__STATED EXERCISE__. Recast the listing as a numbered list, starting at its first line and stopping after the line that contains "Segment every instance of the <item>leopard</item>", with both of those lines included and any blank lines omitted.

__PROVIDED MATERIAL__.
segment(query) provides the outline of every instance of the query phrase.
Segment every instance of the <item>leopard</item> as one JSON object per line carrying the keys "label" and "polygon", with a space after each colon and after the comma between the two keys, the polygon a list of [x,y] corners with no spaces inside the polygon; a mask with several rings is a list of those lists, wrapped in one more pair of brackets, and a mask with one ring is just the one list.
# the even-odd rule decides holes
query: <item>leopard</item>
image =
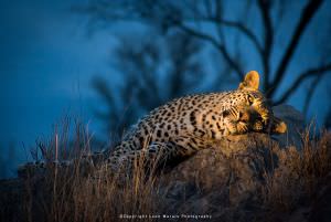
{"label": "leopard", "polygon": [[[258,72],[250,71],[237,89],[186,95],[154,108],[124,135],[115,149],[88,155],[86,159],[99,172],[132,168],[141,157],[143,166],[156,159],[158,166],[173,166],[229,135],[286,130],[286,123],[274,115],[259,91]],[[22,171],[26,169],[21,168]]]}
{"label": "leopard", "polygon": [[286,130],[259,91],[258,72],[250,71],[237,89],[188,95],[154,108],[124,136],[106,166],[131,166],[141,156],[146,162],[158,159],[171,165],[229,135]]}

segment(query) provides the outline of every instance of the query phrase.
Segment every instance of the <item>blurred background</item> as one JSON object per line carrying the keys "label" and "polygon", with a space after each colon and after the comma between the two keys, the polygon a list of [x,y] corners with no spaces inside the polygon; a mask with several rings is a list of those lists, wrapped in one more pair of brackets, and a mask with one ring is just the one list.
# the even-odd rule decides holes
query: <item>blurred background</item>
{"label": "blurred background", "polygon": [[274,105],[331,126],[330,0],[57,0],[0,3],[0,178],[65,116],[96,147],[185,94],[256,70]]}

__ANSWER TO THIS TASK__.
1. segment(query) provides the outline of every instance of the query phrase.
2. Segment every instance of the <item>leopard</item> as one JSON object per line carrying the keys "label" and "polygon", with a space after each colon and after the comma between the two keys, the polygon a list of [x,y] corners with no spaces inside the polygon; a mask with several rings is a list of those lists, wrapped in one more pair of brackets, and a mask with one ring is just the one list.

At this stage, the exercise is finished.